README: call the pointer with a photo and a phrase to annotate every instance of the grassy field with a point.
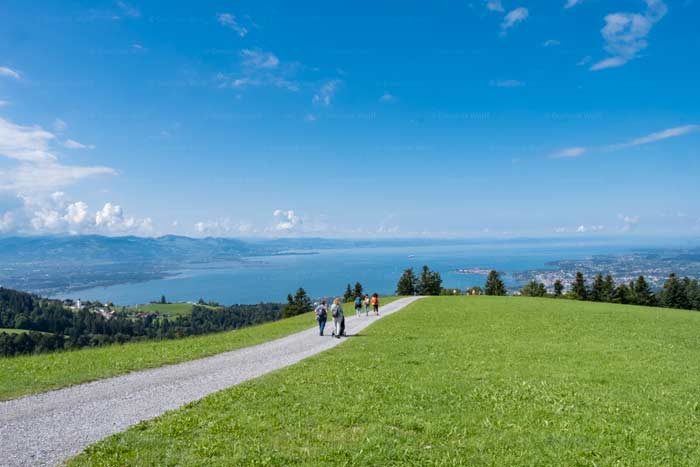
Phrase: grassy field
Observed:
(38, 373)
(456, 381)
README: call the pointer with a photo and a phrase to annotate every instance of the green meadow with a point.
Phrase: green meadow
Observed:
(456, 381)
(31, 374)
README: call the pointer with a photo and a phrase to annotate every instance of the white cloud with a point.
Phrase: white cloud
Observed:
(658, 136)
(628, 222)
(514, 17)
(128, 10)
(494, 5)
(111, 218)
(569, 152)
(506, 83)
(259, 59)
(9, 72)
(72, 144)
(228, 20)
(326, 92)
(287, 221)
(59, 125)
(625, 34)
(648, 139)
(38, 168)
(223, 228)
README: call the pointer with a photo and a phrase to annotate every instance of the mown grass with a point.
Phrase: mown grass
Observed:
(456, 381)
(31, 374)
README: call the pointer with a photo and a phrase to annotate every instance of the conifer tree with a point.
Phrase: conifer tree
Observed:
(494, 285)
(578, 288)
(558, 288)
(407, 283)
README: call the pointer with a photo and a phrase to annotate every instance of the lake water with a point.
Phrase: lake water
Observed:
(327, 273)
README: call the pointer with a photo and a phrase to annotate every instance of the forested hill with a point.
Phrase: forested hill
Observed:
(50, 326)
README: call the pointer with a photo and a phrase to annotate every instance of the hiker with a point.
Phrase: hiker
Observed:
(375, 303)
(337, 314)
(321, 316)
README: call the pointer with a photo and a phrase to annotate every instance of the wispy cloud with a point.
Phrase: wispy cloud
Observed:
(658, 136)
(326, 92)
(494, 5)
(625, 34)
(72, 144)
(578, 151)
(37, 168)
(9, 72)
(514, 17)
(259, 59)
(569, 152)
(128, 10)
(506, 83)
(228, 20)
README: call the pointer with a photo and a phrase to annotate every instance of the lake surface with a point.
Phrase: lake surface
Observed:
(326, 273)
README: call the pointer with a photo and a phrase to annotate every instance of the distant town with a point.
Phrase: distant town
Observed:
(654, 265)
==
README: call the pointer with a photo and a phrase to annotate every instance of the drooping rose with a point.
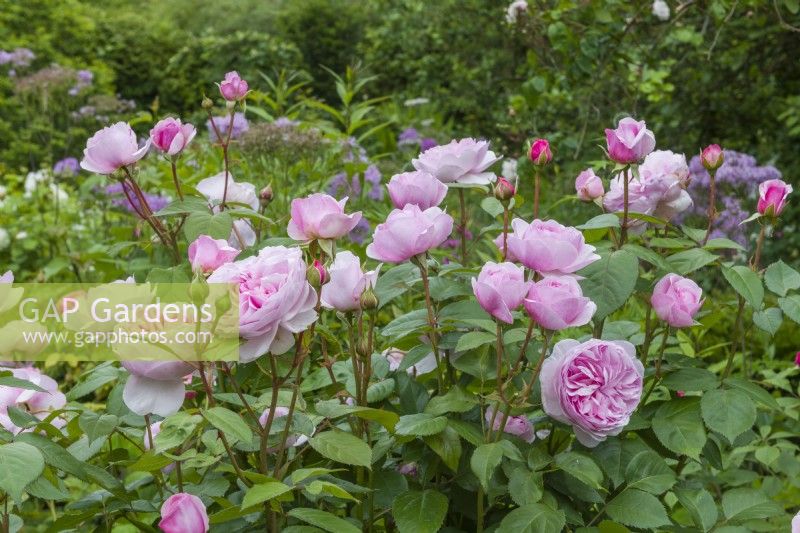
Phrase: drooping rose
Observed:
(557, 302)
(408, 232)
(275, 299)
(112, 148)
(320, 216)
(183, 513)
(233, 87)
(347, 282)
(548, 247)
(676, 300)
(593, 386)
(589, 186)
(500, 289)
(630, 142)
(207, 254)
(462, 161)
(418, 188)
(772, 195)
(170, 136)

▸ WHAT TO PRODUCE: Return every line of the records that contains the word "forested". Case counts.

▸ WORKED ANSWER:
README: call the pointer with a photo and a phrase to annotate every instance of the forested hill with a point.
Phrase: forested hill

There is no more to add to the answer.